━━━━━ Dataset excerpts
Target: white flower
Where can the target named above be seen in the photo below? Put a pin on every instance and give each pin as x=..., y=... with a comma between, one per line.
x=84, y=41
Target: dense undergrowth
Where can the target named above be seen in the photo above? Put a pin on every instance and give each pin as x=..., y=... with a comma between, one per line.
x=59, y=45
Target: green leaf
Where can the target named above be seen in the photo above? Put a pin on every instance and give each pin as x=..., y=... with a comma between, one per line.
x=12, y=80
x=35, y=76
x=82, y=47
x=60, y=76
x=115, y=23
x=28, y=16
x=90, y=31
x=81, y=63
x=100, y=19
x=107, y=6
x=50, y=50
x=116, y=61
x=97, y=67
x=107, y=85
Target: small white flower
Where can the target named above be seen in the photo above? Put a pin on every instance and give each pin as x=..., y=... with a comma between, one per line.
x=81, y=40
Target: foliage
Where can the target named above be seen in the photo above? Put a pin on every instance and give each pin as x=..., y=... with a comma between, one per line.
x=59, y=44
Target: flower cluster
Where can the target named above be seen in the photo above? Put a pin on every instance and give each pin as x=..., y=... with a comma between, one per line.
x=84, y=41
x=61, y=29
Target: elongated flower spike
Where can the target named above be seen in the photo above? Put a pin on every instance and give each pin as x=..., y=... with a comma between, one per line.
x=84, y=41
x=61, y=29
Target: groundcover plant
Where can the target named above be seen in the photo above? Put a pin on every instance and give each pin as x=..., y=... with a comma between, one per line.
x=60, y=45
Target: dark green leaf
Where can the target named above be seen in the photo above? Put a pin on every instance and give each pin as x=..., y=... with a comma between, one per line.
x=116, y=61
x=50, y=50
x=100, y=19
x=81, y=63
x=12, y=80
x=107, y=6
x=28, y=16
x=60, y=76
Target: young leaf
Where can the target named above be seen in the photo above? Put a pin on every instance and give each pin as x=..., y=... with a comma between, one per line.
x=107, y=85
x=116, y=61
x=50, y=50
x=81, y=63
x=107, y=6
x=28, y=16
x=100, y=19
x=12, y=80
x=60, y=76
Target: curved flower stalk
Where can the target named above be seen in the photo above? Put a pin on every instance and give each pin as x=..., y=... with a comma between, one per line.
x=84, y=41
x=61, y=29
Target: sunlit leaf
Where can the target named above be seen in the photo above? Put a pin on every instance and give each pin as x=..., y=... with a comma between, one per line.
━━━━━━━━━━
> [Goal]: Retype the records above exactly.

> [The completed task]:
Target: white flower
Where can the target named above be seen in the photo below? Put a pin on every instance and give each pin as x=..., y=... with a comma between, one per line.
x=84, y=41
Target: dense undergrowth
Where can the target named above be seen in the photo above? Put a pin on every instance and give each pin as x=..., y=... with a comma between, one per line.
x=59, y=45
Target: green leaf
Where can the target named above be seen in the photo above? Put a pin on every instance and give each pin as x=..., y=... with a comma between, one per line.
x=12, y=80
x=35, y=76
x=82, y=47
x=60, y=76
x=115, y=23
x=28, y=16
x=90, y=31
x=81, y=63
x=100, y=19
x=107, y=6
x=50, y=50
x=116, y=61
x=97, y=67
x=107, y=85
Target: small white flower
Where can the target named above be seen in the photo above? Put a pin on every instance and give each pin as x=..., y=... with a comma between, one per line.
x=81, y=40
Target: foliage
Where can the target named above be seen in the photo above? Put a pin on every instance and give each pin as x=..., y=... with a comma between, one per line.
x=59, y=44
Target: flower cluster
Where can the target named above be seen in the photo above? Put a pin on every instance and give each pin as x=..., y=... with a comma between, one per line.
x=84, y=41
x=61, y=29
Target: elongated flower spike
Where can the target named above be seen in the photo above? Put a pin on every instance and give each pin as x=..., y=... with a comma between, one per line.
x=84, y=41
x=61, y=29
Target: groundcover plant
Where can the target named above be seen in the photo above? Put a pin on every instance and give each pin as x=..., y=... with a comma between, one per line.
x=60, y=45
Target: dark green leaf
Where can the target named above be seen in the photo above? Put a pin on every instance and give each pin as x=..., y=... with a comma between, one per line.
x=116, y=61
x=50, y=50
x=100, y=19
x=81, y=63
x=12, y=80
x=107, y=6
x=28, y=16
x=60, y=76
Target: young leaf
Where can the target named above be seen in the photo above? Put a pin on every instance and give each pin as x=..., y=... with a comma between, one per line.
x=107, y=85
x=116, y=61
x=50, y=50
x=81, y=63
x=107, y=6
x=28, y=16
x=100, y=19
x=12, y=80
x=60, y=76
Target: curved flower stalk
Where can the target named above be seen in the photo above? Put a pin on every instance and give each pin as x=..., y=... with a comma between, one per line.
x=84, y=41
x=61, y=29
Target: sunlit leaf
Where can the target named above be seen in the photo above? Put a pin on every instance and give each pin as x=..., y=... with a comma between, one per line.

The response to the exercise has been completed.